:: 原文
旅人は主観でものを見るので、
当然のことながらいろんなことを見落とす。
それが旅というものなんだろうし、
住人ではないわけだから誤解も含めた解釈がある。
それはそれでいいのだと思うんだけれど、
なんかもったいないよなあとぼくは思う。
観光地や食文化や歴史はその街のベースであり
それをひととおり理解したうえでないと
いま生きている街のようすも
自分に入って来づらいんじゃないかと。
ざっくり下調べをしたうえで、
大都市だとまる3日、
小都市でもせめて1泊2日、
足が棒になるくらいとことん観光してからでないと
「こういう街なんだな」というのは
わかりづらい気がする。経験的に。
さらにその土地に友人ができるとなおいいんだけれど
それはもうほんとうにハードルが高い。
::::
上にある旅人のものの見方についての文章を、一字も変えずに全文打ち直してもらえますか？
:: 提供データ
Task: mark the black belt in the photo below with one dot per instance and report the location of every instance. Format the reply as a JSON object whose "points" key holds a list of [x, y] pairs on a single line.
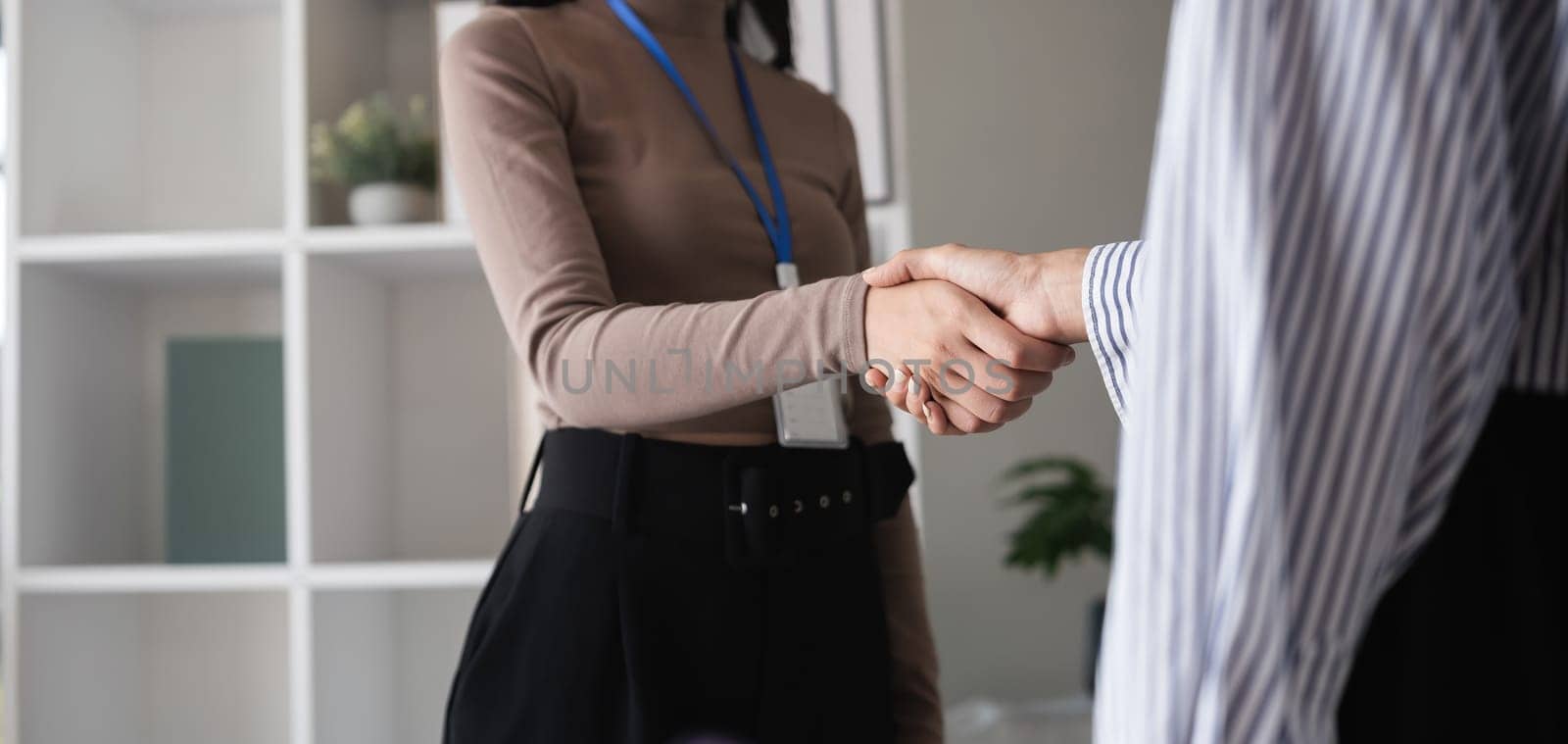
::::
解答 |
旅人は主観でものを見るので、
当然のことながらいろんなことを見落とす。
それが旅というものなんだろうし、
住人ではないわけだから誤解も含めた解釈がある。
それはそれでいいのだと思うんだけれど、
なんかもったいないよなあとぼくは思う。
観光地や食文化や歴史はその街のベースであり
それをひととおり理解したうえでないと
いま生きている街のようすも
自分に入って来づらいんじゃないかと。
ざっくり下調べをしたうえで、
大都市だとまる3日、
小都市でもせめて1泊2日、
足が棒になるくらいとことん観光してからでないと
「こういう街なんだな」というのは
わかりづらい気がする。経験的に。
さらにその土地に友人ができるとなおいいんだけれど
それはもうほんとうにハードルが高い。